* [Texte source]:
-.-.-
LATITUDES

Les confessions d’un truand repenti

Cambriolages, courses poursuites, évasions… Le Neuchâtelois Vincent L. a passé sa jeunesse à transgresser la loi. Après des années en prison, il s’est finalement rangé. Il livre son témoignage pour la première fois.

«Aussi loin que je me souvienne, j’ai toujours été fasciné par les voitures. Je n’avais que 8 ans quand j’ai subtilisé les clés de celle de ma mère pour la première fois. J’ai fait le tour du quartier au volant, avant de me faire attraper par un voisin. La sensation de puissance, de liberté, cette fébrilité causée par l’acte interdit ne m’ont plus lâchées.» A 37 ans, Vincent L. raconte pour la première fois son parcours étonnant. Celui d’un truand au grand cœur comme on ne les imagine que dans les films.

Une carrière de voleur qui commence très tôt. «Enfant, j’ai réalisé à quel point il était facile et excitant de voler. Ni les arrestations, multiples, ni la peur du gendarme ne m’ont jamais freiné. J’ai été déféré devant l’autorité tutélaire pour la première fois à 9 ans, pour des vols de jouets chez Franz Carl Weber à Peseux, puis à la librairie Reymond à Neuchâtel. Je m’étais improvisé chef d’une petite bande, avec des copains d’école que j’entraînais. Les punitions de mes parents n’y faisaient rien: j’avais pris goût à l’excitation, à l’adrénaline provoquée par le larcin, et au plaisir de contester leur autorité.»

L’adolescence ne fera qu’accentuer le processus. Vincent aime se révolter, se rebeller, en premier lieu contre ses parents. «Mon père, petit commerçant, incarnait cette bourgeoisie suisse bien sous tout rapport que je détestais.» Alors Vincent enchaîne: de plus en plus souvent, il «emprunte» la voiture de son père, puis les véhicules de tout l’entourage: des grands parents, des voisins, de l’entreprise de son père… Il va dans les décharges pour apprendre à «dévisser les cylindres» des clés de contact, à ouvrir une portière avec une tige métallique, et à démarrer un véhicule sans les clés.

«Je n’ai jamais cassé une vitre, ou quoi que ce soit, pour voler une voiture. Je n’avais que 11 ans quand j’ai volé pour la première fois une VW K70 à la carrosserie d’Auvernier. Un type m’a pris en chasse sur le pont de Boudry, voyant que je n’avais visiblement pas l’âge pour conduire, et j’ai fracassé la bagnole contre un mur à St-Aubin en sortant d’un virage. Je me suis enfui, je n’ai jamais été attrapé. A 13 ans, je savais faire démarrer une voiture sans les clés. Jusqu’à 18 ans, j’ai volé des dizaines de bagnoles dans toute la Suisse romande, en privilégiant les sportives: Ferrari, Porsche, Lamborghini, Aston Martin. Mais toujours du vol d’usage: je laissais ensuite le véhicule au bord de la route, lavé, aspiré et avec le plein d’essence. Ma manière de signifier ma gratitude. Je ne me faisais que très rarement pincer. J’ai cependant été déféré quatre fois devant l’autorité tutélaire pour des vols de voiture avant d’avoir 18 ans.»
-.-.-
* [Consignes de l'exercice]:
• 1. Les affirmations suivantes sont-elles conformes à l'article sur le truand repenti ? Répondez par oui ou par non en citant mot pour mot le passage de l'article qui tranche.
(a) Vincent L. avait 8 ans la première fois qu'il a pris les clés de la voiture de sa mère.
(b) Il a été arrêté après avoir fracassé la VW K70 contre un mur à St-Aubin.
(c) Pour voler une voiture, il lui arrivait de casser une vitre.
• 2. Recopiez les lignes de la liste depuis celle qui contient « [point] at the man » jusqu'à la fin de la liste. Remplacez « jacket » par « coat » sans rien changer d'autre.

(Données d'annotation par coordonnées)
-.-.-
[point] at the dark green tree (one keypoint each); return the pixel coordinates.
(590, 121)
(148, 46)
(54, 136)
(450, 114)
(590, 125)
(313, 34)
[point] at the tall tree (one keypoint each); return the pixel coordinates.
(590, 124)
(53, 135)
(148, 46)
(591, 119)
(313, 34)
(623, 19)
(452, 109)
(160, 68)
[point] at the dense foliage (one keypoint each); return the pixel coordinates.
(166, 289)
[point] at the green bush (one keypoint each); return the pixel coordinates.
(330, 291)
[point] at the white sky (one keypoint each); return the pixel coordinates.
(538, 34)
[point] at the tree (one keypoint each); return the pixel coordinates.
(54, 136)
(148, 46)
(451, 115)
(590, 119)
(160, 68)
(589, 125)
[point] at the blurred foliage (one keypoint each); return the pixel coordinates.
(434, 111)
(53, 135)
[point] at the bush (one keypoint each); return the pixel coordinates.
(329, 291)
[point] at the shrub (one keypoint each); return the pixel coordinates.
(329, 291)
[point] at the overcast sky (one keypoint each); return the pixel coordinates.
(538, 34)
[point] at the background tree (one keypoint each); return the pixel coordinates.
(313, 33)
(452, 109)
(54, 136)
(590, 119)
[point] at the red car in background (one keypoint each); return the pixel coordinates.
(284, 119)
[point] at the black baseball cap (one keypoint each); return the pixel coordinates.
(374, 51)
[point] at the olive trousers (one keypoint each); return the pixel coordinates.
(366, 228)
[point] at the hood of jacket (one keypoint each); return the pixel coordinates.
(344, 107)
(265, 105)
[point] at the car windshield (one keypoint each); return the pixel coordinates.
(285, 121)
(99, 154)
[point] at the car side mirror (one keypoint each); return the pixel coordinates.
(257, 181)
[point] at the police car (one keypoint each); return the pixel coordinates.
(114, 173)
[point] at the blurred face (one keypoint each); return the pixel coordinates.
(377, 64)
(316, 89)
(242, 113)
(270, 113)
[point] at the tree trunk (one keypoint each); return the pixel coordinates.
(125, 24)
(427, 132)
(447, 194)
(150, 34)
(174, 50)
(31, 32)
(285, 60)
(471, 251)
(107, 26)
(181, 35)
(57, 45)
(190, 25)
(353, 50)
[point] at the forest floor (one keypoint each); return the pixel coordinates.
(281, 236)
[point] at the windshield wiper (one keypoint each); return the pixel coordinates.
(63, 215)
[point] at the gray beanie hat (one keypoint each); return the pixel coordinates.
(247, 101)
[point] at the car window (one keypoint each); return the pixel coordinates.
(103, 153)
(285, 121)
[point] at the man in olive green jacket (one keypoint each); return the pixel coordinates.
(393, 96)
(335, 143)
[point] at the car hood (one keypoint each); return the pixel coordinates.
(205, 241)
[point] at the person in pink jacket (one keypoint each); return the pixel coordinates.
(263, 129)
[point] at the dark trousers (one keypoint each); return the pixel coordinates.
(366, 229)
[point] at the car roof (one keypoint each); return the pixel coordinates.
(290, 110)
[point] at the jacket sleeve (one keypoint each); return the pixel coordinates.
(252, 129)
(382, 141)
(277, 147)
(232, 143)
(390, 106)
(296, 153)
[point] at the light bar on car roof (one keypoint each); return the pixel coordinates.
-.-.-
* [Réponses complètes]:
• 1.
(a) Oui : « Je n’avais que 8 ans quand j’ai subtilisé les clés de celle de ma mère pour la première fois. »
(b) Non : « Je me suis enfui, je n’ai jamais été attrapé. »
(c) Non : « Je n’ai jamais cassé une vitre, ou quoi que ce soit, pour voler une voiture. »

• 2.
[point] at the man in olive green coat (one keypoint each); return the pixel coordinates.
(393, 96)
(335, 143)
[point] at the car hood (one keypoint each); return the pixel coordinates.
(205, 241)
[point] at the person in pink coat (one keypoint each); return the pixel coordinates.
(263, 129)
[point] at the dark trousers (one keypoint each); return the pixel coordinates.
(366, 229)
[point] at the car roof (one keypoint each); return the pixel coordinates.
(290, 110)
[point] at the coat sleeve (one keypoint each); return the pixel coordinates.
(252, 129)
(382, 141)
(277, 147)
(232, 143)
(390, 106)
(296, 153)
[point] at the light bar on car roof (one keypoint each); return the pixel coordinates.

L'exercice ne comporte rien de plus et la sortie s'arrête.